Aim of the task
Convert the lines below into a JSON list of strings, one string per line, skipping blank lines. Leave the pictures out of your answer.

Provided data
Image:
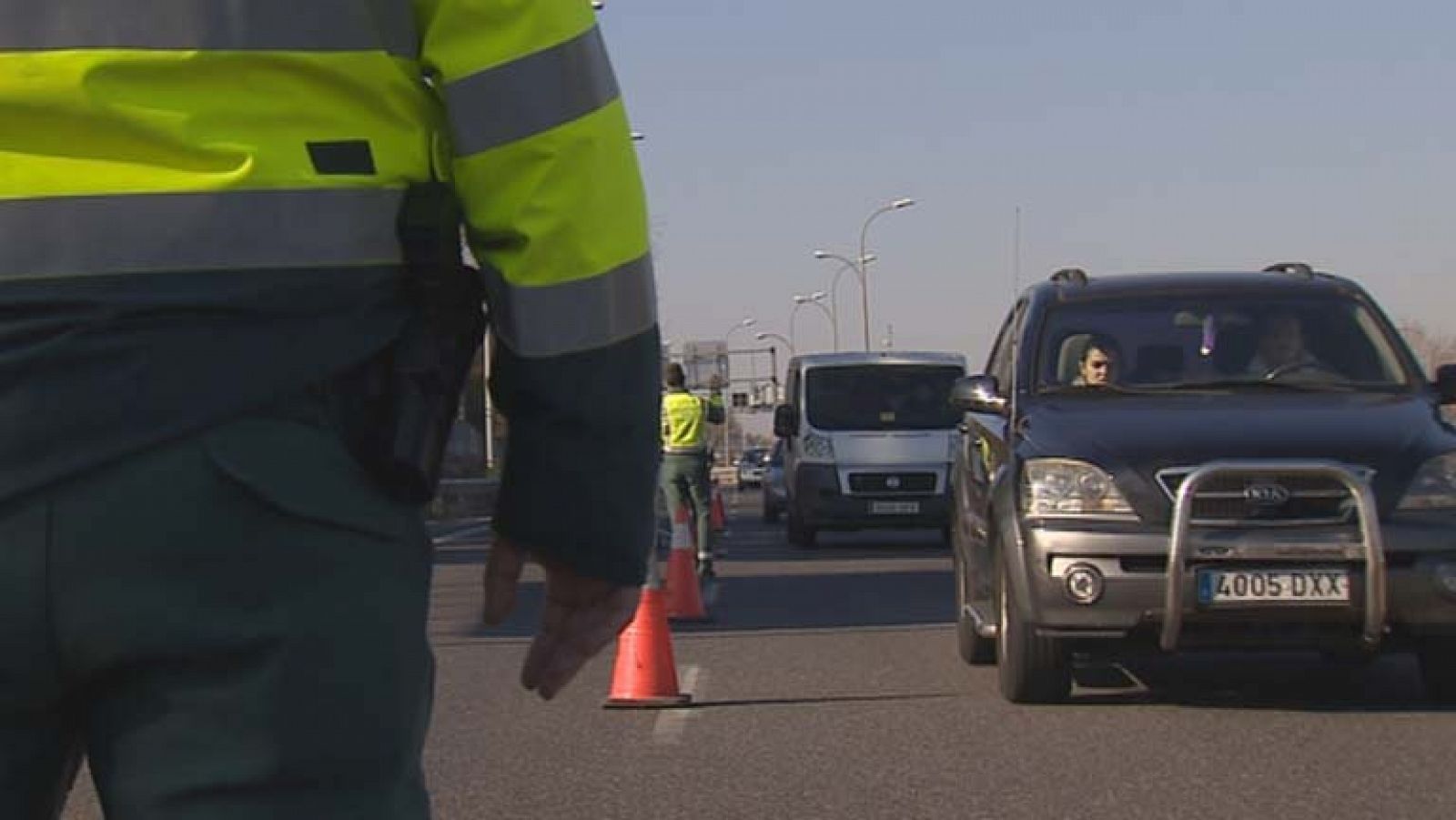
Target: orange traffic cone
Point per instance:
(720, 521)
(645, 676)
(684, 599)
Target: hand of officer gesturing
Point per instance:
(581, 616)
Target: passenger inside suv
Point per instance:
(1281, 349)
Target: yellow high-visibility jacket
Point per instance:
(157, 142)
(686, 419)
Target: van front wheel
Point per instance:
(798, 533)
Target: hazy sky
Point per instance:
(1133, 136)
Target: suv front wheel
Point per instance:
(1033, 669)
(973, 647)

Exercise response
[
  "Image:",
  "Target: orange traffic cone",
  "Point per instance:",
  "(720, 521)",
  "(645, 676)",
  "(684, 599)",
  "Target: hand of officer gesturing",
  "Point per instance:",
  "(581, 616)",
  "Target: passenger inside suv",
  "Point per instance:",
  "(1281, 349)",
  "Target: yellow high-visibility jacket",
  "Point per instance:",
  "(157, 142)",
  "(686, 419)",
  "Target: van front wheel",
  "Point per instance:",
  "(798, 533)",
  "Target: hazy sky",
  "Point per instance:",
  "(1133, 136)",
  "Target: suv front wheel",
  "Point per instance:",
  "(1033, 669)",
  "(973, 647)"
]